-- Opening Marker --

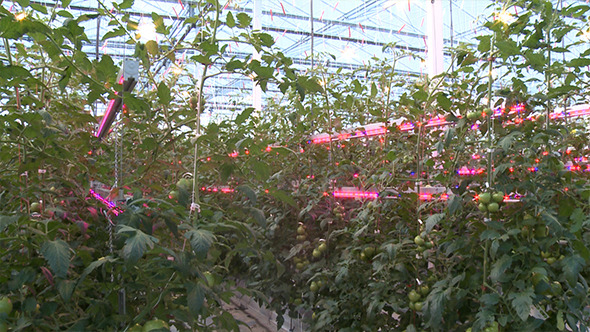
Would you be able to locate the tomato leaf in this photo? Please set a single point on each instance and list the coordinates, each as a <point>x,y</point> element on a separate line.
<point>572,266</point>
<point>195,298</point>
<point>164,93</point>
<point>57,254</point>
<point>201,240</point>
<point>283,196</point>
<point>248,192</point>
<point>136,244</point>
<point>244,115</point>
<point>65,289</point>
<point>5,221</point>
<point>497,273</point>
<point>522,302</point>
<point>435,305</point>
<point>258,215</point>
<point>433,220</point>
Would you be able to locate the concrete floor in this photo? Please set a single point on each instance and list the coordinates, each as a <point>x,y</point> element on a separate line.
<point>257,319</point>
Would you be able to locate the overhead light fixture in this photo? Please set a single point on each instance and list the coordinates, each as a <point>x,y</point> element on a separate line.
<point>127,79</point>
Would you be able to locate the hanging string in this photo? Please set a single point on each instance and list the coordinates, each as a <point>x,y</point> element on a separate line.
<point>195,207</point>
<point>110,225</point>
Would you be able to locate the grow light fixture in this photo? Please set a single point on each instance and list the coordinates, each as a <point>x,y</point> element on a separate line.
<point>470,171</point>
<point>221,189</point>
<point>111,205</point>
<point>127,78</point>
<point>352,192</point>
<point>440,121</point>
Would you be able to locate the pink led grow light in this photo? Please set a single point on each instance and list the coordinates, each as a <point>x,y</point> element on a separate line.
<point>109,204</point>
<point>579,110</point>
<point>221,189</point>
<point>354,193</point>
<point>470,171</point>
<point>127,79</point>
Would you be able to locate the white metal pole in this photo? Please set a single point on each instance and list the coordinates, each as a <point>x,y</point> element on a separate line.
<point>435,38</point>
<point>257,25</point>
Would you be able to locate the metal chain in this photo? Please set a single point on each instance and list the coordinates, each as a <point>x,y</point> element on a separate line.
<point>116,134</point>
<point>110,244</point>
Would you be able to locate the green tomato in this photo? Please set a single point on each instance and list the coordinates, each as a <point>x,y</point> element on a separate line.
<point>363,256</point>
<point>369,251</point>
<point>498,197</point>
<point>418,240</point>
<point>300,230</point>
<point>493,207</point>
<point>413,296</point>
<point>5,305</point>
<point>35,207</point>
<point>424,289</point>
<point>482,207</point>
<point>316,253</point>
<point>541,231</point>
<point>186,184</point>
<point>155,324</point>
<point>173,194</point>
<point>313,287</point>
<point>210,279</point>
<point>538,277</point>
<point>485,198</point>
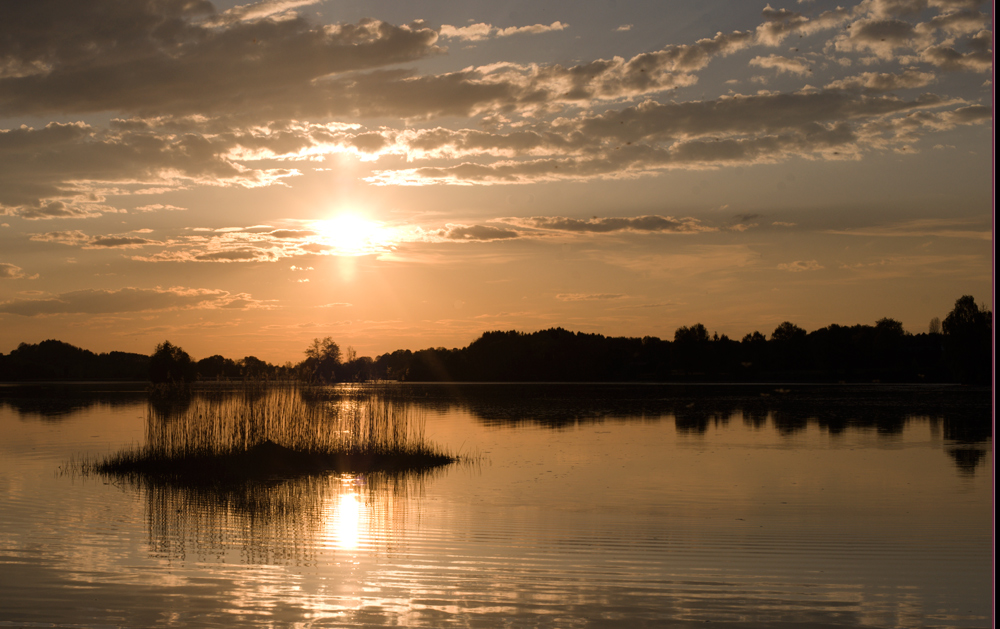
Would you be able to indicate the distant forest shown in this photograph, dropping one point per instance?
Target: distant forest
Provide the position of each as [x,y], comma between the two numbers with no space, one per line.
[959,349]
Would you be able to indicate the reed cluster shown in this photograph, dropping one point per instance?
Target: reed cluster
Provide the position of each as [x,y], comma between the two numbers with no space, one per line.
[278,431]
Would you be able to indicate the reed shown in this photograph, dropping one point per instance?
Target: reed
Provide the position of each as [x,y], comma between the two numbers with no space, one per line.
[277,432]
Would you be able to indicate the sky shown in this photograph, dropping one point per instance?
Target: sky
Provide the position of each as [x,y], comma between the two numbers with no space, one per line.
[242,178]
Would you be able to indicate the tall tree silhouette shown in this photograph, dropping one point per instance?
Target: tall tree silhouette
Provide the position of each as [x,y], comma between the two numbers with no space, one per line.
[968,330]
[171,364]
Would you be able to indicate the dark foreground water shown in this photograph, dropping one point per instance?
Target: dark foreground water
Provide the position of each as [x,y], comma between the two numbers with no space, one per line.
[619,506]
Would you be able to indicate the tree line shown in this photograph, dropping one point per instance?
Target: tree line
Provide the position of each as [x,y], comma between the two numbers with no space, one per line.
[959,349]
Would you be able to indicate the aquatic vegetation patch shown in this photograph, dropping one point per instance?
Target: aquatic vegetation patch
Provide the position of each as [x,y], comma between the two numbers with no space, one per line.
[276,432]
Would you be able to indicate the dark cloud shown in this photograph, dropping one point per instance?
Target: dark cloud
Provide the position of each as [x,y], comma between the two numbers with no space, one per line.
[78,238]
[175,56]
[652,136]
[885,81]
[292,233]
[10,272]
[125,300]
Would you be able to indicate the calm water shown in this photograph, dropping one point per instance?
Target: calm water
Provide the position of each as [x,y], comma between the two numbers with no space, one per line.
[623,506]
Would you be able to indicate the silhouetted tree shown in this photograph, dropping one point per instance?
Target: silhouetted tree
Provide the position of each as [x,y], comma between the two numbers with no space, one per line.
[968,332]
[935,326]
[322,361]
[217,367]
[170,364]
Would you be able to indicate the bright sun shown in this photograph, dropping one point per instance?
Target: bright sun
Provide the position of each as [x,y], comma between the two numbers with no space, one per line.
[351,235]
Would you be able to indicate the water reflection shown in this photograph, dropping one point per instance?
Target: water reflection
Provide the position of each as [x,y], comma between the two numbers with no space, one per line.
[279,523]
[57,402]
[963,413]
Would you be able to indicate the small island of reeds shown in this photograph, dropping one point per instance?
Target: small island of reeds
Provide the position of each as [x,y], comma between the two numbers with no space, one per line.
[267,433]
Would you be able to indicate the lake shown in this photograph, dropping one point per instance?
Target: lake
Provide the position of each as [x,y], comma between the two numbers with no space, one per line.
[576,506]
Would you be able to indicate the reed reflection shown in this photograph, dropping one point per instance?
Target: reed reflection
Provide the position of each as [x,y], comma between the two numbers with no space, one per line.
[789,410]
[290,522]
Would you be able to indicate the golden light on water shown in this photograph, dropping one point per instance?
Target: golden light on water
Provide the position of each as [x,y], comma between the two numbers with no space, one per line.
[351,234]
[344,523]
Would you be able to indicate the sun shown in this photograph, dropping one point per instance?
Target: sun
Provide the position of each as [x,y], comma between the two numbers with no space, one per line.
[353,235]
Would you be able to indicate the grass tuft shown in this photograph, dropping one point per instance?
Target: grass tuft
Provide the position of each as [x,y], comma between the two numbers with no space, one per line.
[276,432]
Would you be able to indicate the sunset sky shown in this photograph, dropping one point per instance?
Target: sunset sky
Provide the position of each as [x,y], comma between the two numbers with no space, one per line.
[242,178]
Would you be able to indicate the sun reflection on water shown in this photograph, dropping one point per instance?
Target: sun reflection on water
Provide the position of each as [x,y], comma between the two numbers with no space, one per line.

-- Closing Marker --

• [About this exercise]:
Type the listing above out again exactly, and omit all pictures.

• [Your response]:
Would you be able to locate the tomato leaf in this photo? Please set a single point on each instance and list the coordinates, each as a <point>x,y</point> element on a separate line.
<point>572,266</point>
<point>195,298</point>
<point>164,93</point>
<point>57,254</point>
<point>201,240</point>
<point>283,196</point>
<point>248,192</point>
<point>136,244</point>
<point>244,115</point>
<point>65,289</point>
<point>5,221</point>
<point>497,273</point>
<point>522,302</point>
<point>435,305</point>
<point>258,215</point>
<point>433,220</point>
Would you be able to locate the concrete floor in this photo? Please set a single point on each instance and list the coordinates, each as a <point>x,y</point> element on a separate line.
<point>257,319</point>
Would you be able to locate the overhead light fixture in this photo? Please set a single point on each instance and list the coordinates, each as a <point>x,y</point> element on a separate line.
<point>127,79</point>
Would you be able to locate the hanging string in this photo? Please set a single point on each instance and list the coordinates, each as a <point>x,y</point> element on a separate line.
<point>195,207</point>
<point>110,225</point>
Would you be able to locate the grow light fixture in this photo? Please set a single point on each instance and list the coordinates, each as a <point>x,y</point> element on a separate line.
<point>470,171</point>
<point>221,189</point>
<point>111,205</point>
<point>127,78</point>
<point>352,192</point>
<point>440,121</point>
Would you be able to locate the pink led grow light in this photo? Please set a single point on each instance and list the coordinates, each as a <point>x,y</point> element on a separate line.
<point>109,204</point>
<point>579,110</point>
<point>221,189</point>
<point>354,193</point>
<point>470,171</point>
<point>127,79</point>
Would you be able to locate the white metal pole in this photo? Please set a single point on each instance and list the coordinates, each as a <point>x,y</point> element on a separate line.
<point>435,38</point>
<point>257,25</point>
Would you be able to locate the metal chain in this photo? Please set a single point on each instance and list the coordinates, each as a <point>x,y</point> element on a separate line.
<point>116,134</point>
<point>110,244</point>
Would you be able to locate the green tomato in this photo? Please set a single point on each instance and list the coordinates, each as a <point>x,y</point> element on a separate line.
<point>363,256</point>
<point>369,251</point>
<point>498,197</point>
<point>418,240</point>
<point>300,230</point>
<point>493,207</point>
<point>413,296</point>
<point>5,305</point>
<point>35,207</point>
<point>424,289</point>
<point>482,207</point>
<point>316,253</point>
<point>541,231</point>
<point>186,184</point>
<point>155,324</point>
<point>173,194</point>
<point>313,287</point>
<point>210,279</point>
<point>538,277</point>
<point>485,198</point>
Would you be able to indicate the distant forest shown in this photograph, dropping one point per instance?
Target: distant forest
Provide the position of each as [x,y], comma between the two numbers with no space, one per line.
[959,349]
Would you be able to indicate the reed cluster shown in this photograph, dropping one point per instance?
Target: reed cluster
Provide the position of each as [x,y], comma between the two numbers with no space, one per line.
[278,431]
Would you be able to indicate the reed shown in this photograph, dropping one point per instance?
Target: reed
Provide the position of each as [x,y], comma between the two numbers with no space, one per line.
[277,432]
Would you be able to indicate the sky shown in this photograph, dropping one point per instance?
Target: sky
Provide the position of each as [x,y], comma between the two numbers with no space, one per line.
[242,178]
Would you be able to indicate the tall tree silhouette shown in this photograph, dropping one point per instance?
Target: tall tree silhouette
Provide the position of each as [x,y], comma between the two numbers with no space, one per line.
[968,330]
[171,364]
Would you be able to indicate the dark foreground water shown in this photograph, dropping one point per instance?
Target: dark foreground water
Provide the position of each as [x,y], comma between the two numbers with no space, one per line.
[619,506]
Would you be able to indicate the tree line shown in this photograph, dropping one point per instance?
Target: tree line
Provide the position of each as [x,y], comma between the two numbers with no space, one per line.
[959,349]
Would you be able to indicate the aquatic vegetation patch shown in this photograph, dropping one point per instance?
Target: aquatic vegetation patch
Provide the position of each as [x,y], comma between the two numbers with no space, one per line.
[276,432]
Would you be able to indicate the dark cloud shown in this photograph, dropping one point per instance?
Target: dark cloud
Provide the position of each as [x,y], comma between the two numbers with no space, one per line.
[78,238]
[175,56]
[652,136]
[885,81]
[292,233]
[10,272]
[125,300]
Would you be able to indicate the calm water shown in this photograph, dropping one point per instance?
Target: calm water
Provide the position of each as [x,y], comma between the two numbers with no space, one per line.
[623,506]
Would you be able to indicate the silhouetted tree shown in this photograph, dropping one point per instance?
Target: silhouetted tree
Provide the position of each as [x,y], comma between the two numbers with no space, one per line.
[968,332]
[935,326]
[322,361]
[217,367]
[170,364]
Would you be able to indicate the bright sun shown in this photograph, dropping one point per instance?
Target: bright sun
Provide the position of each as [x,y], comma between the two numbers with no space, one per line.
[351,235]
Would you be able to indicate the water reflection shown in this photograph, dropping one point per instance?
Target: water reflection
Provide the position of each as [x,y], comma between the two numbers with no space, one per line.
[279,523]
[57,402]
[963,413]
Would you be able to indicate the small island of reeds shown in this photograph, dropping one point per instance?
Target: small island of reeds
Provide the position of each as [x,y], comma between the two numbers with no space, one per line.
[267,433]
Would you be able to indicate the lake shown in this photograph, dropping one point per instance?
Target: lake
Provide the position of each as [x,y], comma between the two numbers with no space, one per line.
[576,506]
Would you be able to indicate the reed reflection shown in this photograph, dropping one point per instance?
Target: reed reflection
Provide the position of each as [x,y], comma between the two numbers with no space, one per line.
[789,410]
[290,522]
Would you be able to indicate the golden light on water shown in this photograph, dropping one point per instance?
Target: golden light on water
Provide the position of each as [x,y], comma between the two numbers with no space, one per line.
[351,234]
[344,523]
Would you be able to indicate the sun shown in this photograph, dropping one point per instance?
Target: sun
Provide the position of each as [x,y], comma between the two numbers with no space, one per line.
[353,235]
Would you be able to indicate the grass tuft shown in this photograph, dropping one point per instance?
Target: grass tuft
Provide the position of each as [x,y], comma between the two numbers with no space, one per line.
[276,432]
Would you be able to indicate the sunset sky shown in this photograph, dropping one point per instance?
Target: sunset sky
Provide the position of each as [x,y], comma between the two numbers with no space, one per line.
[242,178]
Would you be able to indicate the sun reflection on water shown in this photograph, dropping one point per instance?
Target: sun reflection on water
Provide the position of each as [x,y], comma between the two numbers with no space, one per line.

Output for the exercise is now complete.